■ Goal
Write out again only the lines running from the one that contains "Return one point per instance of the tree with" to the end of the records below, including both the first and the last.

■ Exercise material
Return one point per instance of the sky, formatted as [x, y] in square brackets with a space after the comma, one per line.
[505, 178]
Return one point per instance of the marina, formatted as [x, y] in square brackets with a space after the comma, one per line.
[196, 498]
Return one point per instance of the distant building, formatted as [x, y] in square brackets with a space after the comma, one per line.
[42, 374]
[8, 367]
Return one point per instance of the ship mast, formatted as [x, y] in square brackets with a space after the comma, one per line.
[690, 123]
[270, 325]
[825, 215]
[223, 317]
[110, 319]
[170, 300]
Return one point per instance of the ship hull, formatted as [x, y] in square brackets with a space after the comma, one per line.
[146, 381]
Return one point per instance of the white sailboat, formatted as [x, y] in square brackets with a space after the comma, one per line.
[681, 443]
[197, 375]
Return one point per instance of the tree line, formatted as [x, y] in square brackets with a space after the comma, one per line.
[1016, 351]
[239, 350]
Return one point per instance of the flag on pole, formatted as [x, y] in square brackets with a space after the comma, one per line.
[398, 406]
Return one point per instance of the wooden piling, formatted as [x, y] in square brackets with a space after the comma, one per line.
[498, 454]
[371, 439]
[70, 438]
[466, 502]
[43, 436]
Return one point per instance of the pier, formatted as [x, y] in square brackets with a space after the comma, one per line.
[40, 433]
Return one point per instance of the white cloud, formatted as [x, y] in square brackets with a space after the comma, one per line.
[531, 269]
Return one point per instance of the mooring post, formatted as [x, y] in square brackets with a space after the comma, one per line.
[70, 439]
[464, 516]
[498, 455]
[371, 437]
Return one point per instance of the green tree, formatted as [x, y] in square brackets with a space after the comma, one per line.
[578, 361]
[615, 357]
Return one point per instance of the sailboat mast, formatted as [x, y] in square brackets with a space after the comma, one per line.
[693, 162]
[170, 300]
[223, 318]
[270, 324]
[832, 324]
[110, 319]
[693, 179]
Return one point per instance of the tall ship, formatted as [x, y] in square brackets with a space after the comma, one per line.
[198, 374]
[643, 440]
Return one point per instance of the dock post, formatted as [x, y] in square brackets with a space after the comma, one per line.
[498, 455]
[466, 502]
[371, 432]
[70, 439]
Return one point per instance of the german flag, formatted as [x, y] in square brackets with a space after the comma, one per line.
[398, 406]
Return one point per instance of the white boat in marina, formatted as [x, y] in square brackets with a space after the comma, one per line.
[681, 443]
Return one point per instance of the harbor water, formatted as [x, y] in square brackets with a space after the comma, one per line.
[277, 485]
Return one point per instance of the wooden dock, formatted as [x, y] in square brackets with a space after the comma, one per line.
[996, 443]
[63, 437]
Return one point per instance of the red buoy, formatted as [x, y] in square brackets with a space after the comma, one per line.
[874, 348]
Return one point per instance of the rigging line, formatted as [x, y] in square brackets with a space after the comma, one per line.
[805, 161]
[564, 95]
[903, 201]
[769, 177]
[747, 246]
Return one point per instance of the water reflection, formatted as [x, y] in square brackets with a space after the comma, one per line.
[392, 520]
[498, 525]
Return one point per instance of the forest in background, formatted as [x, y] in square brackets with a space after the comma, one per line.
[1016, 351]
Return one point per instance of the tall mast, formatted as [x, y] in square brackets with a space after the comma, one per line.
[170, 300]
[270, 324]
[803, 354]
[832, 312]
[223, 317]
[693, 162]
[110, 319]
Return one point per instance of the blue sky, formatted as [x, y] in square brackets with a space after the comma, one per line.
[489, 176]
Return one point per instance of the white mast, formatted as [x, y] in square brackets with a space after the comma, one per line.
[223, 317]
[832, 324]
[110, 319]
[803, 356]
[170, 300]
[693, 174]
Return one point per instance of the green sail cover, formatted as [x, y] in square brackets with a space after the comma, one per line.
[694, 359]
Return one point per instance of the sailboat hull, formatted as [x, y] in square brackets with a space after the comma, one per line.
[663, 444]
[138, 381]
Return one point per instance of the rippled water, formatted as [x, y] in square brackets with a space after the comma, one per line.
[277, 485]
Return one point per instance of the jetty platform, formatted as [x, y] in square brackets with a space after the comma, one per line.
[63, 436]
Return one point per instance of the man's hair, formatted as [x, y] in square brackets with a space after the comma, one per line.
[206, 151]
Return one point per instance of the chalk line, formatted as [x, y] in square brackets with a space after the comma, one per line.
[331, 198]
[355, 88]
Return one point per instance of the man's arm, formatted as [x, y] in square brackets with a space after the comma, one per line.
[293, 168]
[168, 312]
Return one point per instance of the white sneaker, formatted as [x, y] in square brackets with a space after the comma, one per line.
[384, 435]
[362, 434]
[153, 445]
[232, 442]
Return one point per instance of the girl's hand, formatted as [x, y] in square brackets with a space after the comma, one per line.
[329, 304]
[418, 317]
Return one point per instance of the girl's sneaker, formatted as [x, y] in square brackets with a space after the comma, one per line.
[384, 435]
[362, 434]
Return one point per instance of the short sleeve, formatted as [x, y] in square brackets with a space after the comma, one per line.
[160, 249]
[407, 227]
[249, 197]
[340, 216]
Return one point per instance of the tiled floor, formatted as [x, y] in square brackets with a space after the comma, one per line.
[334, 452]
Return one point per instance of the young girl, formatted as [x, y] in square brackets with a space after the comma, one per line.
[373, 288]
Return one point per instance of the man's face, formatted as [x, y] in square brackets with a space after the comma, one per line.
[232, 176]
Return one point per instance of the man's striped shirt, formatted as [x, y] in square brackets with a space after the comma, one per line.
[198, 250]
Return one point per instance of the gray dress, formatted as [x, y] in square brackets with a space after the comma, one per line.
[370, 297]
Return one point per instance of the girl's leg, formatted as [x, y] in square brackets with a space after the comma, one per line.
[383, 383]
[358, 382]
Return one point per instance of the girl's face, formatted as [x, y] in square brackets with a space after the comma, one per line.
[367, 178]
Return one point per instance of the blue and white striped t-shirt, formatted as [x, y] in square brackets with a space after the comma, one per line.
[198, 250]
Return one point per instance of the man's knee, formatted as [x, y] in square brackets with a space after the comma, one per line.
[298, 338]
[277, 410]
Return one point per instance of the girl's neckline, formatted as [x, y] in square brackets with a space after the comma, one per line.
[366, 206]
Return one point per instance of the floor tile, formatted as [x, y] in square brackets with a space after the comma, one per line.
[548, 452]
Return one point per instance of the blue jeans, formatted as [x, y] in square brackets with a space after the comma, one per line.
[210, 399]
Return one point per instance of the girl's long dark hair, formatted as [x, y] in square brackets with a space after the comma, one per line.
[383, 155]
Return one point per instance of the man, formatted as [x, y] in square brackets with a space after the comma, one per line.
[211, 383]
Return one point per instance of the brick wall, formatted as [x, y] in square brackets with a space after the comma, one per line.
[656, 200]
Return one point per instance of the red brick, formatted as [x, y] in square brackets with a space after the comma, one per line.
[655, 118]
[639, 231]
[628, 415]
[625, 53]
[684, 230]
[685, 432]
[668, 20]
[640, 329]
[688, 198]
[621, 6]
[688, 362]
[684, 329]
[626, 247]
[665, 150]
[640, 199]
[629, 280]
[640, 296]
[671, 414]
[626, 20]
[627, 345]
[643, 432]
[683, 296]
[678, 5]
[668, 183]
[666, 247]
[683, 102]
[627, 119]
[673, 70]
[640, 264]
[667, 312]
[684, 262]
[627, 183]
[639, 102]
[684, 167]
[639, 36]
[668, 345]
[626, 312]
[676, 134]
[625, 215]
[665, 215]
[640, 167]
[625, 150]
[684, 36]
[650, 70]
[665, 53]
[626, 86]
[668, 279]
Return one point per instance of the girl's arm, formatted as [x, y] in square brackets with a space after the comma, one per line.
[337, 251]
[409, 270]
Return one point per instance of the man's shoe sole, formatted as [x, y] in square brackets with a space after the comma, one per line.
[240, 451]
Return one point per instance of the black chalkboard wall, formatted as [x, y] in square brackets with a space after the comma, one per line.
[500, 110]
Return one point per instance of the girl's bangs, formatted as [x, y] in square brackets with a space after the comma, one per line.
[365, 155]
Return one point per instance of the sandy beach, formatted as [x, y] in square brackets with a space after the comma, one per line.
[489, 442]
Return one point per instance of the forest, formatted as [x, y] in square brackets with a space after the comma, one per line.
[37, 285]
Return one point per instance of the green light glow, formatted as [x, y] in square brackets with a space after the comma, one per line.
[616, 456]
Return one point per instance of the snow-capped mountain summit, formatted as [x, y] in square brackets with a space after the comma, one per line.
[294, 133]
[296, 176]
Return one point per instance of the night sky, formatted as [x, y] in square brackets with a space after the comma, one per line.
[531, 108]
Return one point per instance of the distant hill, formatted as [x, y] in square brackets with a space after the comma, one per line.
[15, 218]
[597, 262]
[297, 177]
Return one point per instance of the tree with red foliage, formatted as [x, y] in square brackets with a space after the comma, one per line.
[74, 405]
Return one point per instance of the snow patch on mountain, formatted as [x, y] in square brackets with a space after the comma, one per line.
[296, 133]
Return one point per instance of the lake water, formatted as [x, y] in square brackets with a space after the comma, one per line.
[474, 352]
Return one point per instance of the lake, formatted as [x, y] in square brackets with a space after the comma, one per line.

■ Completed exercise
Return one point per instance of the tree with red foliage, formatted as [x, y] in square brackets with a space after the comma, one per line.
[74, 405]
Return one point per instance of the snow patch on mountain, formatted as [x, y] in square brackets with a space after the comma, one per line.
[296, 133]
Return one point per instance of the lake water, formatted as [x, y] in square brackets with a space after the comma, one per line.
[474, 352]
Return one point per instance of the lake, formatted as [x, y] in square brackets with a space after the comma, one per line.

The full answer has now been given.